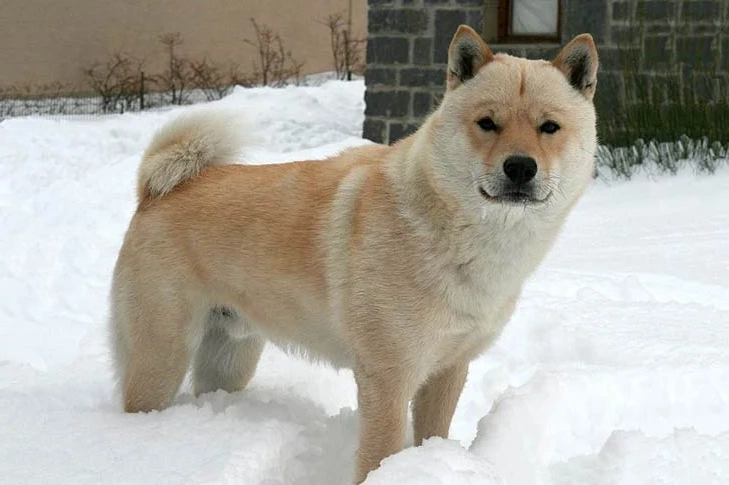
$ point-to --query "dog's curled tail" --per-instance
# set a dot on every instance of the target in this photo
(184, 146)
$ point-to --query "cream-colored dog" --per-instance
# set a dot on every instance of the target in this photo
(400, 262)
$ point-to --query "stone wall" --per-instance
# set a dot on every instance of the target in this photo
(651, 51)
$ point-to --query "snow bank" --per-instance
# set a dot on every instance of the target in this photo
(613, 369)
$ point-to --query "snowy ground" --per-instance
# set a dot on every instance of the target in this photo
(614, 370)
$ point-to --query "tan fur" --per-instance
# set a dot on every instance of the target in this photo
(387, 260)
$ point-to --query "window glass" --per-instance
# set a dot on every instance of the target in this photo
(534, 17)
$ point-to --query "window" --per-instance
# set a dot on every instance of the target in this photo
(529, 21)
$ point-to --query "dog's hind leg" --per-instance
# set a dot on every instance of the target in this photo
(228, 355)
(151, 342)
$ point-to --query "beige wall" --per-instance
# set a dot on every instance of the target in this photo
(43, 41)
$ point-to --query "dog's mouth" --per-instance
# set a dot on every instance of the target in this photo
(521, 197)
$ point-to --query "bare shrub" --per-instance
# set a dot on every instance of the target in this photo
(177, 78)
(214, 81)
(117, 82)
(275, 66)
(346, 49)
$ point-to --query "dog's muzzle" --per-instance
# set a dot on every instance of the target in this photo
(517, 185)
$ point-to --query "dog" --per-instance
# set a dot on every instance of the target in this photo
(402, 262)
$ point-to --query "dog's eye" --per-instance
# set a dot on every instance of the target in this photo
(549, 127)
(487, 124)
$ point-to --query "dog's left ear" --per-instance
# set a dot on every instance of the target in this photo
(466, 55)
(578, 61)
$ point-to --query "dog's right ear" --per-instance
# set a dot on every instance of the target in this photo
(466, 55)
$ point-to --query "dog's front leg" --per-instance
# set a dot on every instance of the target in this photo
(435, 402)
(383, 402)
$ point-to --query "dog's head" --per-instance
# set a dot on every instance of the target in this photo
(517, 133)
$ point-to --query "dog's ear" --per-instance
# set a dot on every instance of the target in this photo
(466, 55)
(578, 61)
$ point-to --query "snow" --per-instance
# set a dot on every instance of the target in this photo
(614, 368)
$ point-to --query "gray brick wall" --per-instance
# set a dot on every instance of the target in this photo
(674, 50)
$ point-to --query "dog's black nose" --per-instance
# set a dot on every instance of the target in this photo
(519, 169)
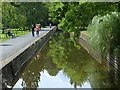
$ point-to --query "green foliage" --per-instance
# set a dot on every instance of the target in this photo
(21, 14)
(104, 32)
(76, 16)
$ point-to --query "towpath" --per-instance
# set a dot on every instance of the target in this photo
(13, 47)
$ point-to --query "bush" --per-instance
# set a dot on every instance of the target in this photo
(104, 32)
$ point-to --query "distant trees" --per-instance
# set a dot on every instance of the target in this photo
(21, 14)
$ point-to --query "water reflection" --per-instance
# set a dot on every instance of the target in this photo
(62, 65)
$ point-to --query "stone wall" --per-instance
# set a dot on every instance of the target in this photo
(12, 70)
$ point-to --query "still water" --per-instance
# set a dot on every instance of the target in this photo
(64, 64)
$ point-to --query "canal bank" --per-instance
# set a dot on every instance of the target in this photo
(13, 64)
(112, 61)
(63, 65)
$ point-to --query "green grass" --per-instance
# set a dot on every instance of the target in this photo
(16, 32)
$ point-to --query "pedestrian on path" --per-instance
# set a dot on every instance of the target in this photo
(10, 32)
(37, 29)
(33, 29)
(50, 25)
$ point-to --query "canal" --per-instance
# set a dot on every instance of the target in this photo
(64, 64)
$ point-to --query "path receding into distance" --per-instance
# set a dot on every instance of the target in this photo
(10, 48)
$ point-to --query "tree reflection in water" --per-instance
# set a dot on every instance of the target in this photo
(61, 54)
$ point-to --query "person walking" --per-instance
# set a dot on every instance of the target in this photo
(33, 29)
(10, 32)
(50, 25)
(37, 29)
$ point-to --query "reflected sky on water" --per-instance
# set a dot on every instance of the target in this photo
(58, 81)
(63, 64)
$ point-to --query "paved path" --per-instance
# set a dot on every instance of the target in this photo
(9, 49)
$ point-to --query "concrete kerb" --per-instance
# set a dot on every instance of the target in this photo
(9, 59)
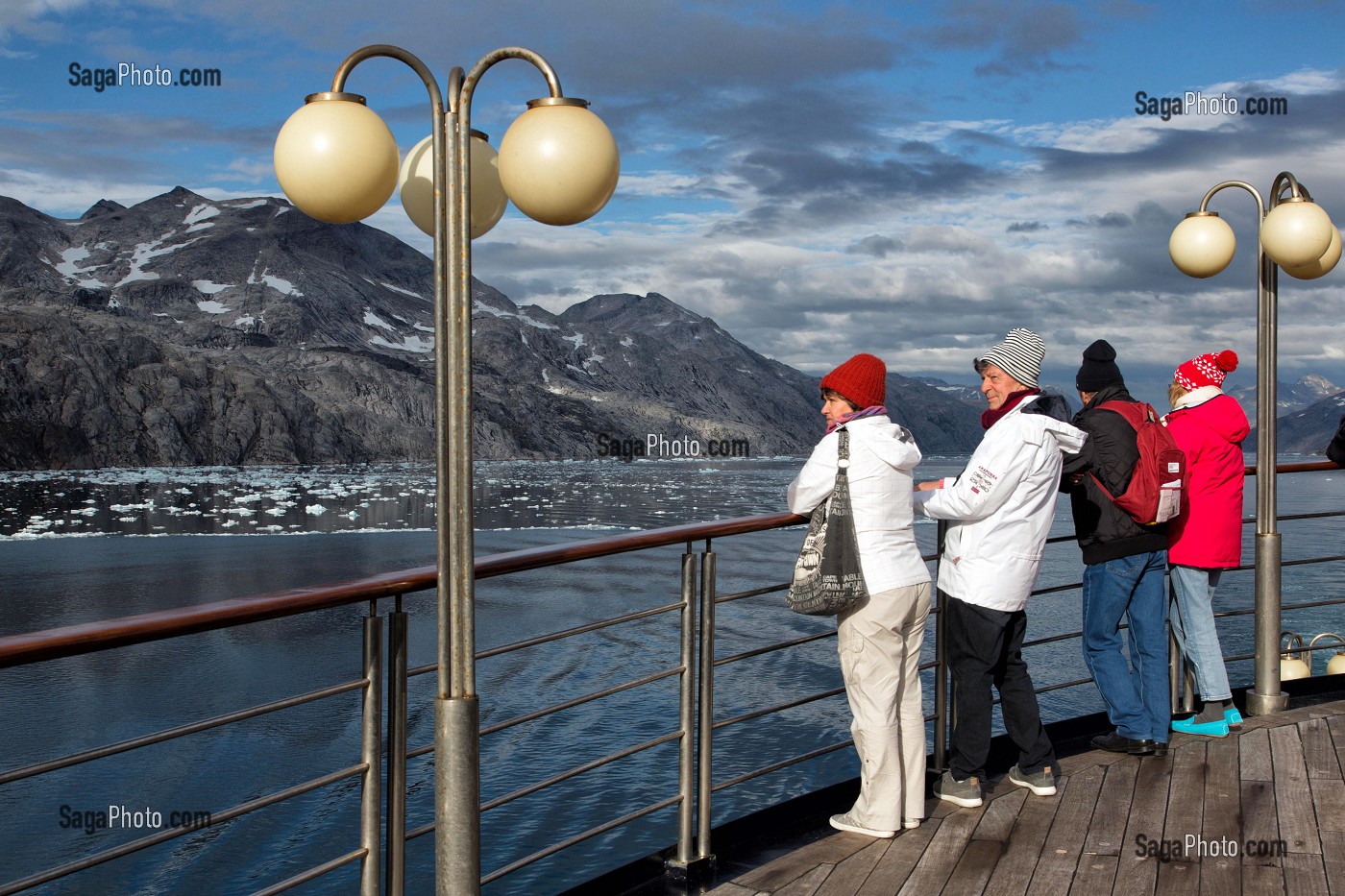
-----
**YOUR GOAL**
If a line in the entries includes the word "wall", copy that line out.

**WRITTEN SOLUTION**
$ point-to --query "stone wall" --per-instance
$ point-to --query "beige wall" --per-instance
$ point-to --query "gray brick wall" --per-instance
$ point-to --query "stone wall" --per-instance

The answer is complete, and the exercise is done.